### What is needed
Can you rewrite the stretch of data from the line containing "of the railway" through the line containing "x=412 y=683", keeping every line and shifting each x and y coordinate up by 134?

### Task material
◇ ◇ ◇

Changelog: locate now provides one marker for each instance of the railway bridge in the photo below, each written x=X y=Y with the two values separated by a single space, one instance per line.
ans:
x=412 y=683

◇ ◇ ◇

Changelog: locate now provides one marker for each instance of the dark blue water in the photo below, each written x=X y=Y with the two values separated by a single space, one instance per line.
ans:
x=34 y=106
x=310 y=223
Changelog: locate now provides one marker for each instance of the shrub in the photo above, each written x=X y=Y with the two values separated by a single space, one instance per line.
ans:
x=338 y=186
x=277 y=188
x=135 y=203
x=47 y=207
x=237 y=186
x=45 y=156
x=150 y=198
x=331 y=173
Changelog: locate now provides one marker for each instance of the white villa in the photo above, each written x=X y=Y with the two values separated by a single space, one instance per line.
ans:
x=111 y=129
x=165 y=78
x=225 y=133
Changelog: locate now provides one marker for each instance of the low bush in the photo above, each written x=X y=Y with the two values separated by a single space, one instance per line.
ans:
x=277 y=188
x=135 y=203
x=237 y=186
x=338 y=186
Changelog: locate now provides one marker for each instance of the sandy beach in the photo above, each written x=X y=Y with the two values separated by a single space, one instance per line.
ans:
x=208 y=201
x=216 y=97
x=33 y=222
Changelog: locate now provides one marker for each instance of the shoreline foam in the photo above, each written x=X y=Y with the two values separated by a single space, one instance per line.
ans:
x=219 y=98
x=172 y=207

◇ ◇ ◇

### Answer to this task
Changelog: locate now provides one marker for each instance of the railway bridge in the photo below, each written x=X y=Y with the two values separated by a single space, one instance per line.
ans:
x=546 y=817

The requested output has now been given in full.